__Region pointing data__.
--------

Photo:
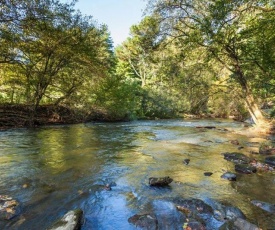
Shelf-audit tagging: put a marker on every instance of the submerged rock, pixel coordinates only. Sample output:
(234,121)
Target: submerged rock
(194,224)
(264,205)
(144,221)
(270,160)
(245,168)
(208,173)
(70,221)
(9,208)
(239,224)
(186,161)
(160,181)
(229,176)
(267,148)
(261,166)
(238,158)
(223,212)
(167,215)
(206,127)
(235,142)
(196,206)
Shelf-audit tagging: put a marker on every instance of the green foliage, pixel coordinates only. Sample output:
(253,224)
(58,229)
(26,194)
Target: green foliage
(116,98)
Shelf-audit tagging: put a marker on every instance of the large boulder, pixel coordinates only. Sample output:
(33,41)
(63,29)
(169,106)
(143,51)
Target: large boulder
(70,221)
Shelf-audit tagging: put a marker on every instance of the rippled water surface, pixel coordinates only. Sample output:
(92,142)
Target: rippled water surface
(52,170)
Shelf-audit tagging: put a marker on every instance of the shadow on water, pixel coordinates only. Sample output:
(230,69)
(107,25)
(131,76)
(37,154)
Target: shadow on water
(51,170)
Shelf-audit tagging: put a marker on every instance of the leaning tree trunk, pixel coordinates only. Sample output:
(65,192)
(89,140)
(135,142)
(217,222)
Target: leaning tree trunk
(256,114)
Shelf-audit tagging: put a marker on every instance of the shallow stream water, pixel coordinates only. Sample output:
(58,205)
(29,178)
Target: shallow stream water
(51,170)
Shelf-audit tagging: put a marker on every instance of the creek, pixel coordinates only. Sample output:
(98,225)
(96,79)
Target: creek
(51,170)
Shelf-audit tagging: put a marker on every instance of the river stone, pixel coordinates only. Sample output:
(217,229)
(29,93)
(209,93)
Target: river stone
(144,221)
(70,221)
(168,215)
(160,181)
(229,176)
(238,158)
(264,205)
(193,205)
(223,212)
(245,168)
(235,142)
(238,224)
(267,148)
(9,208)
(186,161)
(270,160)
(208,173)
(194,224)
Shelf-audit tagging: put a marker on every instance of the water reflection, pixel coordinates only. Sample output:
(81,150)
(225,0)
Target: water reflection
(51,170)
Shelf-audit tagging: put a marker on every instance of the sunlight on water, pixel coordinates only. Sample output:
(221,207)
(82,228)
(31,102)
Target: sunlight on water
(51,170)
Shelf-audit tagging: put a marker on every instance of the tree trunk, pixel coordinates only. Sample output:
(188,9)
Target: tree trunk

--------

__Aim of the exercise__. Leaving the pictures out, set down all of the data again exactly.

__Solution for this problem__.
Photo:
Shelf-audit tagging: put a marker on every instance of the submerged rock, pixel coordinates only. Sample output:
(234,121)
Target: submerged rock
(194,224)
(264,205)
(144,221)
(270,160)
(245,168)
(208,173)
(70,221)
(9,208)
(239,224)
(186,161)
(160,181)
(229,176)
(267,148)
(261,166)
(238,158)
(223,212)
(167,215)
(206,127)
(235,142)
(196,206)
Shelf-audit tagging: put a marker on every instance of the green foliage, pixel coordinates only. Sample output:
(253,224)
(58,229)
(26,194)
Target: green foliage
(116,98)
Shelf-audit tagging: put a marker on every instance of the large boulder, pixel coordinates only. Sample output:
(33,41)
(63,29)
(169,106)
(143,51)
Target: large boulder
(70,221)
Shelf-audit tagging: put a marker on every instance of the rippled water surface, pixel coordinates only. Sample output:
(92,142)
Target: rippled water surface
(52,170)
Shelf-audit tagging: put a marker on every instance of the shadow on water, pixel coordinates only. Sample output:
(230,69)
(107,25)
(131,76)
(37,154)
Target: shadow on water
(51,170)
Shelf-audit tagging: put a marker on every instance of the leaning tree trunk, pixel coordinates only. Sample output:
(65,192)
(89,140)
(135,142)
(217,222)
Target: leaning tree trunk
(256,114)
Shelf-audit tagging: put a marker on every instance of the shallow stream water, pixel coordinates only. Sample output:
(58,205)
(29,178)
Target: shallow stream water
(51,170)
Shelf-audit tagging: put a marker on every instance of the creek, pixel coordinates only. Sample output:
(98,225)
(96,79)
Target: creek
(51,170)
Shelf-audit tagging: put a marker on every instance of the river stone, pixel coordinates only. Sample output:
(217,229)
(29,93)
(209,93)
Target: river stone
(144,221)
(70,221)
(168,215)
(160,181)
(229,176)
(238,158)
(264,205)
(193,205)
(223,212)
(245,168)
(235,142)
(238,224)
(267,148)
(9,208)
(186,161)
(270,160)
(208,173)
(194,224)
Shelf-audit tagging: put a marker on every instance of the water reflection, pixel coordinates only. Sample output:
(81,150)
(225,0)
Target: water reflection
(51,170)
Shelf-audit tagging: put a marker on every instance of the sunlight on water, pixel coordinates only. Sample output:
(221,207)
(82,228)
(31,102)
Target: sunlight on water
(51,170)
Shelf-audit tagging: put a marker on every instance of the tree trunk, pixel coordinates only. Sample output:
(188,9)
Target: tree trunk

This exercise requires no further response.